## EXERCISE 1
According to the passage about the LeVeque Tower, in what year was the building completed?
____
50 W. Broad Street, Columbus, OH 43215
Architects/Designers: Schooley Caldwell, MKSK, ZHA Architects (Fairfax, VA); John Behal, Brian Kent Jones, and Gettys Group
Owners/Investors: Tower 10, LLC; Robert Meyers; Autograph Collection Hotels (Marriott International); Kaufman Development
The LeVeque Tower has been an iconic building in Columbus for the past 90 years. Completed in 1927, the AIU Citadel was designed to be 6” taller than the Washington Monument. By the early 2000s, the building was partially vacant and needed significant upgrades. This project, which utilized both state and historic tax credits, has resulted in the complete rehabilitation of the building, and reuse as a luxury hotel, office space, apartments and condominiums. The historic exterior was enhanced with reopened entrances with new canopies and landscaping while the interior historic lobby features were retained and a two-story lobby created for the hotel. All finishes are of the highest quality. This project places the LeVeque Tower back on the map as the center jewel of Columbus’s skyline.
96 S. Grant Ave.
____
## EXERCISE 2
Report every line in the entries below that contains the word "upholstered", copying each such line in full.
____
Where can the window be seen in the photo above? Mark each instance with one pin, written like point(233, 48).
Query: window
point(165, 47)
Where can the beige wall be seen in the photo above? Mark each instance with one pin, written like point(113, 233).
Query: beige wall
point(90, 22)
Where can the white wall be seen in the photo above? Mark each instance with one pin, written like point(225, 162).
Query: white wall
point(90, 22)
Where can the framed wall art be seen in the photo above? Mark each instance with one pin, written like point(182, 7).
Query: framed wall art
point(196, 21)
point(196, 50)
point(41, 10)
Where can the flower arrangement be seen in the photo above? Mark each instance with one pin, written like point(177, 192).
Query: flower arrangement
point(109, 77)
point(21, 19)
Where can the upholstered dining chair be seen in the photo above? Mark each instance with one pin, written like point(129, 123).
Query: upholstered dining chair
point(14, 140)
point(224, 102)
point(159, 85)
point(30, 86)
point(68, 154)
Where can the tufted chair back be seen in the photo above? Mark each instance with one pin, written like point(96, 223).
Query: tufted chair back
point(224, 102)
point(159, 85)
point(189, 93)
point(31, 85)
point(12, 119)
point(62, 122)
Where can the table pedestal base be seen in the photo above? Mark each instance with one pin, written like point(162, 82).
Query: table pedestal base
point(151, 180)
____
## FULL OUTPUT 1
1927

## FULL OUTPUT 2
Where can the upholstered dining chair be seen in the photo above? Mark each instance with one pin, written like point(129, 123).
Query: upholstered dining chair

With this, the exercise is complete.